What is needed: Copy out each record below, exactly as given.

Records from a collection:
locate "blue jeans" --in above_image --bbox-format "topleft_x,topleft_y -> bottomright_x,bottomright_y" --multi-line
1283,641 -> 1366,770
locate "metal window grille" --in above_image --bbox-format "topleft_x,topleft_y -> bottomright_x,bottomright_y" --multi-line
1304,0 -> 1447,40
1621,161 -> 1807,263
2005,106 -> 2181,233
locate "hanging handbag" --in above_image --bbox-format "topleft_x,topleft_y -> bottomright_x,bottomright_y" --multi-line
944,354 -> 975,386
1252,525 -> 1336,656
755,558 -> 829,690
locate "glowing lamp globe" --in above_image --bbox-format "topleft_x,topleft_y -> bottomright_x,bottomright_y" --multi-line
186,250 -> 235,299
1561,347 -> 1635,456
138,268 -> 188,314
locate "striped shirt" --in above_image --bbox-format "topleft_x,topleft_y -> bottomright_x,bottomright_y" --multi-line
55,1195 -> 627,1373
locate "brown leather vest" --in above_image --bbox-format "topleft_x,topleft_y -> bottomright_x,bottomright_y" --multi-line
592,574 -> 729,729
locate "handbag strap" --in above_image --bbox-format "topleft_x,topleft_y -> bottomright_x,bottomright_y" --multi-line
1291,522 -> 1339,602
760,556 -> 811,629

Written response:
locate "blue jeans" --in above_image --bbox-format "topleft_x,topleft_y -> bottomright_x,bottomright_y" --multi-line
1283,641 -> 1366,770
locate "metal window grille" --in above_image --bbox-format "topleft_x,topleft_y -> bottomright_x,bottomright_y" --multi-line
1304,0 -> 1447,40
1621,161 -> 1807,263
2005,106 -> 2181,233
locate "hanging handbag" --in above_image --bbox-format "topleft_x,topleft_y -> bottomright_x,bottomright_y" --multi-line
944,354 -> 975,386
1252,525 -> 1336,656
755,558 -> 829,690
locate "glowing lamp globe" --in above_image --bbox-format "topleft_x,topleft_y -> bottomright_x,bottomright_y" --multi-line
186,250 -> 235,299
1561,347 -> 1635,456
138,268 -> 188,314
locate "striped shirt" --in above_image --bbox-format "topleft_x,topleft_y -> bottomright_x,bottomright_y" --multi-line
55,1195 -> 627,1373
locate "brown leather vest" --in above_image --bbox-format "topleft_x,topleft_y -> bottomright_x,bottomright_y" --multi-line
592,574 -> 729,729
locate "handbag strap" --in above_image --bbox-format "topleft_x,topleft_y -> bottomright_x,bottomright_y" --multi-line
1291,522 -> 1339,602
760,556 -> 811,629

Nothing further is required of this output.